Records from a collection
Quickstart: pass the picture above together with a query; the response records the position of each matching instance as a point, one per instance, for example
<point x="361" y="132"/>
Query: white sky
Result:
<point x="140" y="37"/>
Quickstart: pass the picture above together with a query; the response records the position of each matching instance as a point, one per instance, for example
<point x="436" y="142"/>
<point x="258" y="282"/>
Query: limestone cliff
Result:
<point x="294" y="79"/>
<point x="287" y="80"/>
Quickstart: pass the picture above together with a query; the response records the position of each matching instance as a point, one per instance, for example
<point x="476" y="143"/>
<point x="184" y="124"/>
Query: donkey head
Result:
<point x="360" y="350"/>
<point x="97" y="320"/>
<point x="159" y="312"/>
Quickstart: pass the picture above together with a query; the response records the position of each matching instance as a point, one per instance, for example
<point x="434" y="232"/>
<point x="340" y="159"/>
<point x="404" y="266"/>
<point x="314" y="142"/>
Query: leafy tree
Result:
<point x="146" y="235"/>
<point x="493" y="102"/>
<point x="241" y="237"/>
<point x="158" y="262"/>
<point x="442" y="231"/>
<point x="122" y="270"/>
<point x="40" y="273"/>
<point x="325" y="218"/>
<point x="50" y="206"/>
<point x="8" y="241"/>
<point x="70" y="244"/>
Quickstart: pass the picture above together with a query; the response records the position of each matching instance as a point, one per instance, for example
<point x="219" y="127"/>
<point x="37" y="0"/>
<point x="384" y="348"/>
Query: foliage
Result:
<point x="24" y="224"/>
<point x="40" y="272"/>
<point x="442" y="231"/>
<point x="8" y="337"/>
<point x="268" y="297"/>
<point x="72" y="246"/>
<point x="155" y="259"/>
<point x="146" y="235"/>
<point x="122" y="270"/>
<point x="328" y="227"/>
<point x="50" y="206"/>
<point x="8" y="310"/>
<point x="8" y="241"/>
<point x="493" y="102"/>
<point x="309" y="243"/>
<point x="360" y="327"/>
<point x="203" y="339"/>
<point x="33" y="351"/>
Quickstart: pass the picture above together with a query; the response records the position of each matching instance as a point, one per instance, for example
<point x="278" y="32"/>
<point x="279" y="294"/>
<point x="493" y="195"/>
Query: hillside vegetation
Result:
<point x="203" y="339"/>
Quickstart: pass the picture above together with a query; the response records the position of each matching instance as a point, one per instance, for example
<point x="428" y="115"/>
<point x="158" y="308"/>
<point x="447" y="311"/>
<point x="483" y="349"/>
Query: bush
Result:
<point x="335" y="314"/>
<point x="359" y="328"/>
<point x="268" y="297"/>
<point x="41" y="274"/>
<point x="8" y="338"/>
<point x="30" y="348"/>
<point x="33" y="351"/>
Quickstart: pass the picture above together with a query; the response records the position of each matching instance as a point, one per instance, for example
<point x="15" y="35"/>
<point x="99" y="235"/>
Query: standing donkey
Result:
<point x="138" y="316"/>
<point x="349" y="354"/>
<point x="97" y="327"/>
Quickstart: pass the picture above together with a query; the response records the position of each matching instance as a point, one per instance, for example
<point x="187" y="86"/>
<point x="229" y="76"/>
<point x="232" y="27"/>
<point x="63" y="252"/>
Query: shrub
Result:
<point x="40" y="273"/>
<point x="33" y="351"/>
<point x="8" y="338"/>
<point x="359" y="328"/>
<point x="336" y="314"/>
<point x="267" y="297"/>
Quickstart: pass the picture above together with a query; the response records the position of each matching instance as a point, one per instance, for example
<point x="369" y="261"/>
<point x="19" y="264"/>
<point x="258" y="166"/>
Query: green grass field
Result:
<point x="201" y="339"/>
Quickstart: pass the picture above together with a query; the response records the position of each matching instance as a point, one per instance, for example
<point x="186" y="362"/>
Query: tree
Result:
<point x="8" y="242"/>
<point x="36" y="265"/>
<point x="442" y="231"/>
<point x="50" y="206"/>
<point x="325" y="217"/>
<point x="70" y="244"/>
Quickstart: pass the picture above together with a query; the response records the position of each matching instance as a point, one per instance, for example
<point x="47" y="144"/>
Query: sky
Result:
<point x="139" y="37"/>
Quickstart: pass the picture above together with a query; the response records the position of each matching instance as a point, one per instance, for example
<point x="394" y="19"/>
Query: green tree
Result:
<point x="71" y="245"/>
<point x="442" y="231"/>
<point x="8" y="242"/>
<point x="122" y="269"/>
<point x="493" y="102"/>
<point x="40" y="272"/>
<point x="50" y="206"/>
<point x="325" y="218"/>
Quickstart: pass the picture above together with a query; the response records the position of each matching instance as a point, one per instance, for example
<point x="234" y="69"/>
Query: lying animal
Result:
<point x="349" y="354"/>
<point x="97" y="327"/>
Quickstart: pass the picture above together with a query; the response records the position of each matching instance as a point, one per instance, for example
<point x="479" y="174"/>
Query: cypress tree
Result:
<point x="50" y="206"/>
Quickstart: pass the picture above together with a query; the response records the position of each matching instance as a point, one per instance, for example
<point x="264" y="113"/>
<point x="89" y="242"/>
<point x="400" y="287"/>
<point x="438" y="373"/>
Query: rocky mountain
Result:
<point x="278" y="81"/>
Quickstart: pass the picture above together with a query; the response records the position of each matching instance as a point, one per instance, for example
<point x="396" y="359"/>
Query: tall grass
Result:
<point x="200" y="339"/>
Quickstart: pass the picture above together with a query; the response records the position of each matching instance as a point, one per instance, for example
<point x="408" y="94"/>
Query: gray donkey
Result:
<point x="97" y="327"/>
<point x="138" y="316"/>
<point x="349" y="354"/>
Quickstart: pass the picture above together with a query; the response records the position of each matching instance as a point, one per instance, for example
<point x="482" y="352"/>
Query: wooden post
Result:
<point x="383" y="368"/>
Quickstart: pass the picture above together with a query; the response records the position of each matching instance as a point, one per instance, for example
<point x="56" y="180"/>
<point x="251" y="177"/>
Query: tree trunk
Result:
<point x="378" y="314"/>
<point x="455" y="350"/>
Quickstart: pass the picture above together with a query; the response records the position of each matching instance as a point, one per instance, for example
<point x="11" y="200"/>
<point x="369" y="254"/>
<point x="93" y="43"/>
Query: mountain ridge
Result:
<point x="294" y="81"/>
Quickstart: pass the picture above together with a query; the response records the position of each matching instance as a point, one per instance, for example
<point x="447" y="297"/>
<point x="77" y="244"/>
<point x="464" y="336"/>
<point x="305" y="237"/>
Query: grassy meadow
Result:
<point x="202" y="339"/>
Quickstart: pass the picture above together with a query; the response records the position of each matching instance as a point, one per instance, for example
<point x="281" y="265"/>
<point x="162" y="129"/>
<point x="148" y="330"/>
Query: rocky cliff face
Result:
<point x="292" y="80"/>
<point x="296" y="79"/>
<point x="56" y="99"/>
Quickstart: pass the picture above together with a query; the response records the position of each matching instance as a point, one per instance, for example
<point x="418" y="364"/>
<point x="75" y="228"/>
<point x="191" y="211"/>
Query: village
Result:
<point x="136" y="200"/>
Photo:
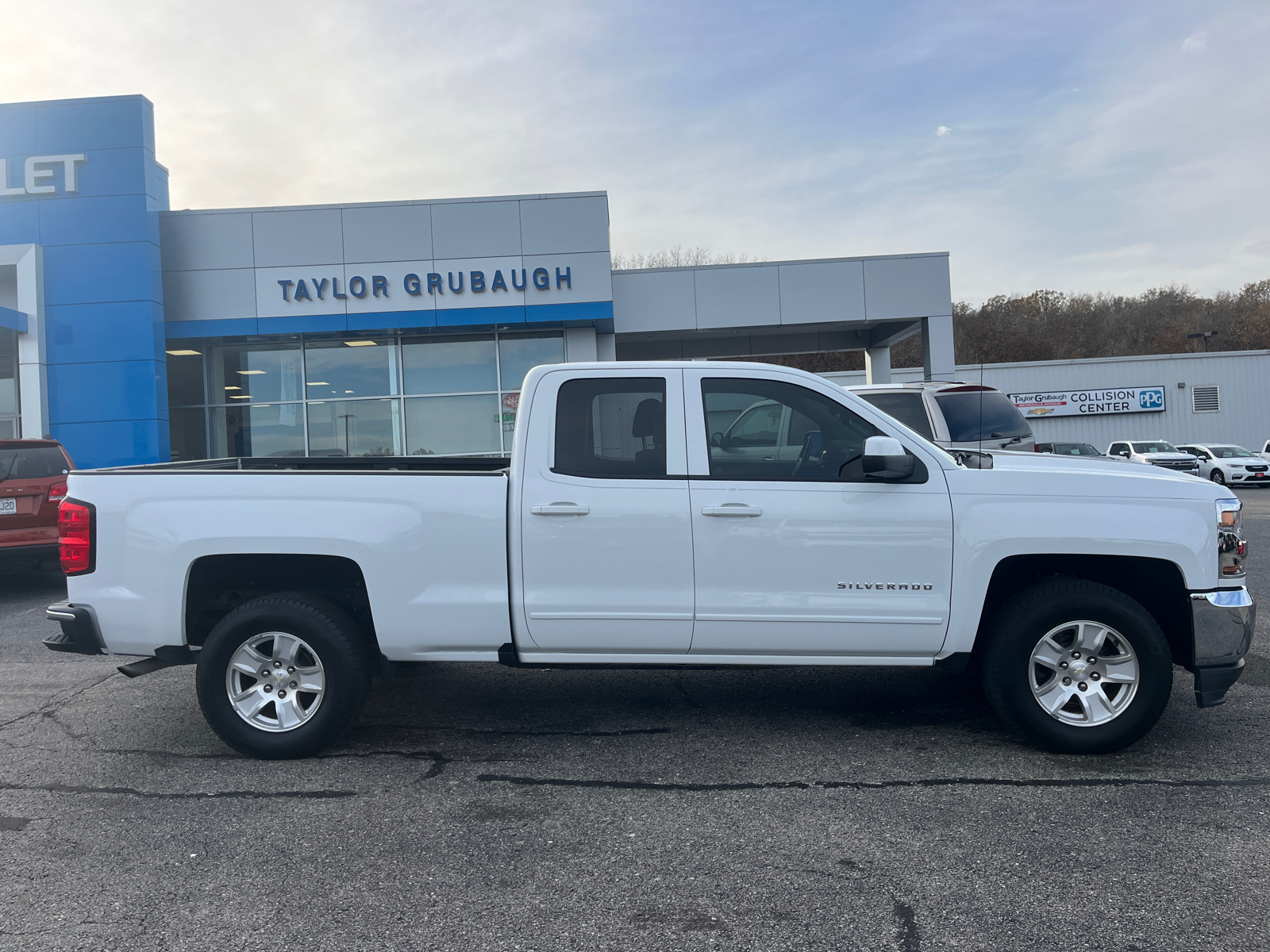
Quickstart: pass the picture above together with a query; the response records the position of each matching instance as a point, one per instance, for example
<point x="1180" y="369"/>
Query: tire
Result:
<point x="1089" y="715"/>
<point x="302" y="641"/>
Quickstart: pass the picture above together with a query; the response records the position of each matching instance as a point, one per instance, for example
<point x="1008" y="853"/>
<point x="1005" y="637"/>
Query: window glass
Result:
<point x="611" y="427"/>
<point x="32" y="463"/>
<point x="257" y="372"/>
<point x="521" y="353"/>
<point x="452" y="425"/>
<point x="905" y="406"/>
<point x="981" y="414"/>
<point x="355" y="428"/>
<point x="825" y="440"/>
<point x="450" y="365"/>
<point x="8" y="371"/>
<point x="344" y="368"/>
<point x="268" y="429"/>
<point x="186" y="380"/>
<point x="188" y="429"/>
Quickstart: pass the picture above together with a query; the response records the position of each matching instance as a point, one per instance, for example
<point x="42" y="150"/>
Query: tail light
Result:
<point x="75" y="537"/>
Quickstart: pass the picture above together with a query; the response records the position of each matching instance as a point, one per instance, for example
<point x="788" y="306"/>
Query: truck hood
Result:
<point x="1048" y="475"/>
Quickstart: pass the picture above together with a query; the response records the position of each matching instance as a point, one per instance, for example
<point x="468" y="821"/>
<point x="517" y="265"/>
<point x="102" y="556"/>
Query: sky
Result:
<point x="1076" y="146"/>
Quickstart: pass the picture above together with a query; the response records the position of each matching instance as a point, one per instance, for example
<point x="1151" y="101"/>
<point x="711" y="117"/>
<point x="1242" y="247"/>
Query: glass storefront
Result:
<point x="384" y="397"/>
<point x="10" y="428"/>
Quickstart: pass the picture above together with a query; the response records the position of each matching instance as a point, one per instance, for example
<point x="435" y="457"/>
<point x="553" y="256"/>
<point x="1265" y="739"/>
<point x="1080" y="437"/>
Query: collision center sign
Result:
<point x="1087" y="403"/>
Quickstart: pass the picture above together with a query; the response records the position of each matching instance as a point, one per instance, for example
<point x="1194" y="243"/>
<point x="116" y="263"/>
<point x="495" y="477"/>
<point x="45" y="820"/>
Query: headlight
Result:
<point x="1231" y="547"/>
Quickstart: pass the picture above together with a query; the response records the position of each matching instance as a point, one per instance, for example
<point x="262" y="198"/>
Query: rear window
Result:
<point x="906" y="408"/>
<point x="981" y="414"/>
<point x="31" y="463"/>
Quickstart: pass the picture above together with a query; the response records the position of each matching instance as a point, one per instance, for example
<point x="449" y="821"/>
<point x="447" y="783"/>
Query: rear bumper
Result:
<point x="1222" y="624"/>
<point x="79" y="634"/>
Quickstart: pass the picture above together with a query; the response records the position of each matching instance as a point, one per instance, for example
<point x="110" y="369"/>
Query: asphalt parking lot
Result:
<point x="480" y="808"/>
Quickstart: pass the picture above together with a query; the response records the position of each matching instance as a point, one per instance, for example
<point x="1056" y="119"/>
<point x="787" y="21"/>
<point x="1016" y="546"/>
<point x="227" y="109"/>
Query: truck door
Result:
<point x="606" y="536"/>
<point x="806" y="556"/>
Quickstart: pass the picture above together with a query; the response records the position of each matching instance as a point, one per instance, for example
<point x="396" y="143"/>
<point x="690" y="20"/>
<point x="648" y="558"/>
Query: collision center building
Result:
<point x="137" y="334"/>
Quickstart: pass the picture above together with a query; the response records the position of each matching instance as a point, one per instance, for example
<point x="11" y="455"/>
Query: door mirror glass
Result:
<point x="886" y="459"/>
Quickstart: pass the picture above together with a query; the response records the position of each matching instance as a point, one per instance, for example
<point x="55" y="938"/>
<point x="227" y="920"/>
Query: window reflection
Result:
<point x="452" y="425"/>
<point x="448" y="365"/>
<point x="521" y="353"/>
<point x="355" y="428"/>
<point x="336" y="368"/>
<point x="258" y="372"/>
<point x="270" y="429"/>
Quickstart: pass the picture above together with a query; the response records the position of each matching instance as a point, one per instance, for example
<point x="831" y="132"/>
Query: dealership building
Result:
<point x="133" y="333"/>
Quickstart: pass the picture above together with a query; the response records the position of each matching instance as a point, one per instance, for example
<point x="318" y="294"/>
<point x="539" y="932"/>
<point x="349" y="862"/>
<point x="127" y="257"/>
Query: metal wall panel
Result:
<point x="206" y="241"/>
<point x="564" y="225"/>
<point x="302" y="236"/>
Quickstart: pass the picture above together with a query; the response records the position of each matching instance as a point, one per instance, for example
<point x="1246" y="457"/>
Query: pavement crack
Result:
<point x="876" y="785"/>
<point x="214" y="795"/>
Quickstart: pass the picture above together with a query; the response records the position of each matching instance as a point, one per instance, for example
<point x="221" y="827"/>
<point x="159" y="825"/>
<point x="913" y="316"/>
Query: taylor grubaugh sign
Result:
<point x="1087" y="403"/>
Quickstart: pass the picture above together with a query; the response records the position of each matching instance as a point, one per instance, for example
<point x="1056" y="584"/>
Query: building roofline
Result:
<point x="383" y="205"/>
<point x="37" y="103"/>
<point x="768" y="264"/>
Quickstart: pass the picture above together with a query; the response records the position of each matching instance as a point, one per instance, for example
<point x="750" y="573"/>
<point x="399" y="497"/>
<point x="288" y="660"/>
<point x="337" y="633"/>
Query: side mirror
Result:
<point x="887" y="460"/>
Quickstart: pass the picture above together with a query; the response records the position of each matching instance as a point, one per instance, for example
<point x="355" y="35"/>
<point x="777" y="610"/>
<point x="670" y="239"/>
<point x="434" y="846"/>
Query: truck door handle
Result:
<point x="560" y="509"/>
<point x="732" y="509"/>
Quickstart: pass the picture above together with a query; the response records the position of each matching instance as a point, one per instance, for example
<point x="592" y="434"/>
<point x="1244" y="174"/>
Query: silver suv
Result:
<point x="952" y="414"/>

- **Your goal**
Which lines in the rows above contain the word "window"? Collect each one and copy it out in full.

- **Complete output**
Query: window glass
Query: rear window
Query: window reflection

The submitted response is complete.